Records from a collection
▼
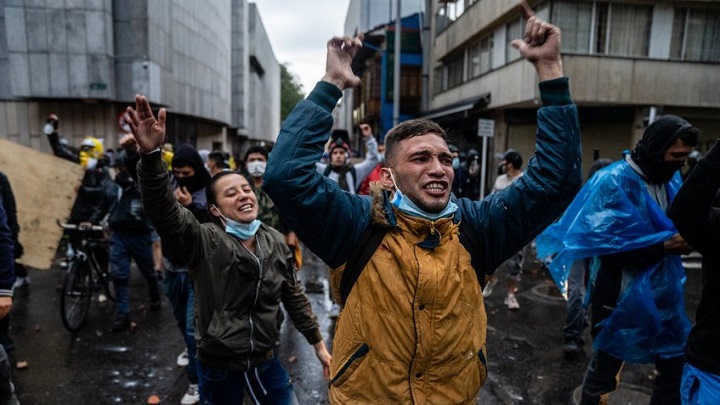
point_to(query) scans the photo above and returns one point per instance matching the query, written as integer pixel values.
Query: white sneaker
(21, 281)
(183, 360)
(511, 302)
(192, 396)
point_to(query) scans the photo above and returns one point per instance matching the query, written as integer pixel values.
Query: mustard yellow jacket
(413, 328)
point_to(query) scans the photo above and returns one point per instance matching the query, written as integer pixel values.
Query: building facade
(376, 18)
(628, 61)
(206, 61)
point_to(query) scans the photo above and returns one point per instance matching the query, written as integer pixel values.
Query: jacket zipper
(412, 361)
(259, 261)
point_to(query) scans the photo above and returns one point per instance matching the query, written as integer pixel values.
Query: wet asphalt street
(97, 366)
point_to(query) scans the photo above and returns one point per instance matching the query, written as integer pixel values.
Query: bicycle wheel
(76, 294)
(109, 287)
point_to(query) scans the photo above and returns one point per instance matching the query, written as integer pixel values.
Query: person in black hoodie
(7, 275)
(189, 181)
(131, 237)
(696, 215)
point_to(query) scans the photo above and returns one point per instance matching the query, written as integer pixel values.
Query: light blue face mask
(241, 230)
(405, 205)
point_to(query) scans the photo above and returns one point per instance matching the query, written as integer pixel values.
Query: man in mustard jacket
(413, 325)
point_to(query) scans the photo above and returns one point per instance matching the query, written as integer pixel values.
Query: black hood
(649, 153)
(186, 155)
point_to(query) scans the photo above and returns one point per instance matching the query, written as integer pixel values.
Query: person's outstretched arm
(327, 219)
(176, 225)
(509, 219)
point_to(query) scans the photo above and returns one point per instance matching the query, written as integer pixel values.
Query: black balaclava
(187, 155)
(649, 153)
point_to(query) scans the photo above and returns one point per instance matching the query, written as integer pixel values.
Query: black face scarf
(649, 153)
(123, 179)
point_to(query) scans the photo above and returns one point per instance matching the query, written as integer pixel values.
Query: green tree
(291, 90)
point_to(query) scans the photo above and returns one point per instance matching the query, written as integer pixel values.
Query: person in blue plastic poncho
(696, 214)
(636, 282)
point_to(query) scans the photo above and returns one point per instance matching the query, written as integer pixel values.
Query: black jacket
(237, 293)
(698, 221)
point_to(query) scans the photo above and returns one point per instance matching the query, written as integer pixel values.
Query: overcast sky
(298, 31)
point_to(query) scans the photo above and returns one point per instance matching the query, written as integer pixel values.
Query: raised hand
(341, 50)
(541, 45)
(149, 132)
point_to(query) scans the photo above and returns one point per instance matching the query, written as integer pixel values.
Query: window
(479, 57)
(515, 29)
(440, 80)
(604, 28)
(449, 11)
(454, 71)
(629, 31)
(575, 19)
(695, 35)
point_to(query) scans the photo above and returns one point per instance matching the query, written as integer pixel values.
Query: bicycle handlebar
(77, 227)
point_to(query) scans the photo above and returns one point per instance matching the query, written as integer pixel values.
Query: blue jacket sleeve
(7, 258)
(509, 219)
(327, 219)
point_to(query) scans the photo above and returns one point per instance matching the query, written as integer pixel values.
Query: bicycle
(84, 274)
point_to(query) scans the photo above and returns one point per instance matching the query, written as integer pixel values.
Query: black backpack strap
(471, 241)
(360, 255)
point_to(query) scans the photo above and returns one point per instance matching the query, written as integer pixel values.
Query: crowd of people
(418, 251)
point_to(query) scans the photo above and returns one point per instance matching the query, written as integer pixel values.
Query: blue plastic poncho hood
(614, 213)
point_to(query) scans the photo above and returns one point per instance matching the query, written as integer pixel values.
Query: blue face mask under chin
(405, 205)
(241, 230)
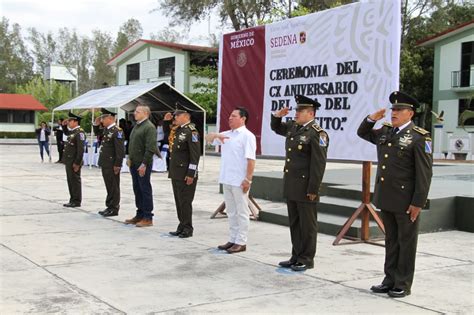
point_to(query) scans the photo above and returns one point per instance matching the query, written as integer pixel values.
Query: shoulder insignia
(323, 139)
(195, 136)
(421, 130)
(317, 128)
▲
Your goal:
Images stay out; the entries above are to be printed exactly.

Exercise output:
point_to(query) scans the photo above and returns one point per instance matching the query, written as integer pixel values.
Query: white sneaker
(21, 281)
(183, 360)
(511, 302)
(192, 396)
point_to(query) scans the photo above and returns one point per instance matching the query, written as integer pixel values.
Query: mustard yellow jacket
(413, 328)
point_to(query) scans the photo above and returns one point per instance matching the query, written as integer pixel values.
Query: building facade
(376, 18)
(628, 61)
(206, 61)
point_to(query) scans the photo above and returns one point per instance matching the query, written as integer pixel values.
Query: jacket zipper
(412, 361)
(259, 261)
point_to(query) scans the photo above and returns one point per instance matching the query, written as integer pixel values.
Query: wet asphalt street
(97, 366)
point_to(query) scans the photo above and returns one point per instance matching the query, written as integer pixel values.
Query: bicycle wheel
(76, 294)
(109, 287)
point_to(query) scans the photo above and returns one point per instance matching the query, written as integer pixel values.
Query: person in black hoodie
(7, 275)
(189, 181)
(131, 237)
(696, 215)
point_to(query) scans the photo above and returns one point per instance matching the query, written as integer pixel values.
Query: light blue face mask
(241, 230)
(405, 205)
point_to(query) scans the photo above and returns one point per instance matching the query, written as integer pixel values.
Query: man in mustard jacket
(413, 325)
point_to(query) scans the photo above and returns one point per instance matching the query, written as integer pixel values.
Query: black hood
(649, 153)
(186, 155)
point_to(query) scans the photo above and returns one point per instance matching the query, written as integer pixel values.
Query: person's outstretched arm
(327, 219)
(176, 225)
(509, 219)
point_to(query) scans the photo above and returns one point per instance matching the query, written as integer pixel values.
Query: black balaclava
(187, 155)
(649, 153)
point_to(query) scans the photo above and returns one point per instance matching the query, written as integer pixel values.
Query: black face scarf
(649, 153)
(123, 179)
point_to(query) scans the photo above and returns one point per instance matching the query, written as integer pixel values.
Query: green tree
(291, 90)
point_to(query) scans the photo above and returns one point per instance matching the query, written as integer pixel values.
Query: person in blue plastic poncho
(696, 214)
(636, 282)
point_to(query) scans the photo above and returns one point per instance matching the query, written as integer pixel values.
Query: black jacket
(237, 293)
(698, 221)
point_to(query) scans the photo above and returns one point per instance matching the query, written as integer pixel values.
Query: overcast sky
(298, 31)
point_to(query) scans the photo above and returns one point per instance matching the query, written as integer pixel values.
Query: raised hand
(341, 50)
(541, 45)
(149, 132)
point_to(query) scans the photo above and returns one point per instance matching the query, written as integer pixel values.
Query: window
(479, 57)
(515, 29)
(440, 80)
(604, 28)
(449, 11)
(454, 71)
(629, 31)
(575, 19)
(695, 35)
point_to(query) scans the photo above and returns one point per instance matching the query, written as integer pixel values.
Query: bicycle handlebar
(77, 227)
point_to(query) scans the photo above and returns one point per instance matching the query, written as integer pixel values.
Query: blue jacket sleeve
(7, 258)
(509, 219)
(327, 219)
point_to(query) scans the photo above and returns one point per instance matching the query, written as integer pixel values.
Query: bicycle
(84, 274)
point_to(query) scans the photo above and returns one point per instance matching the query, written as integer pixel values.
Query: black backpack strap
(471, 241)
(360, 255)
point_to(query) scans the photo above and returns one point per instance matching the query, written as integer pixel values.
Query: crowd of people
(418, 251)
point_to(query) scans the photo above and returns one point per instance matching the query, written as integer pixel values.
Query: blue plastic poncho hood
(614, 213)
point_to(query) scans the photo above and returns one point per instance matching the query, written as integer pixel values.
Query: blue face mask under chin
(405, 205)
(241, 230)
point_to(query) scans the photo above and returns one point per instance matching the query, written as integer pixel values.
Query: shoulder insignia
(323, 139)
(195, 136)
(421, 130)
(317, 128)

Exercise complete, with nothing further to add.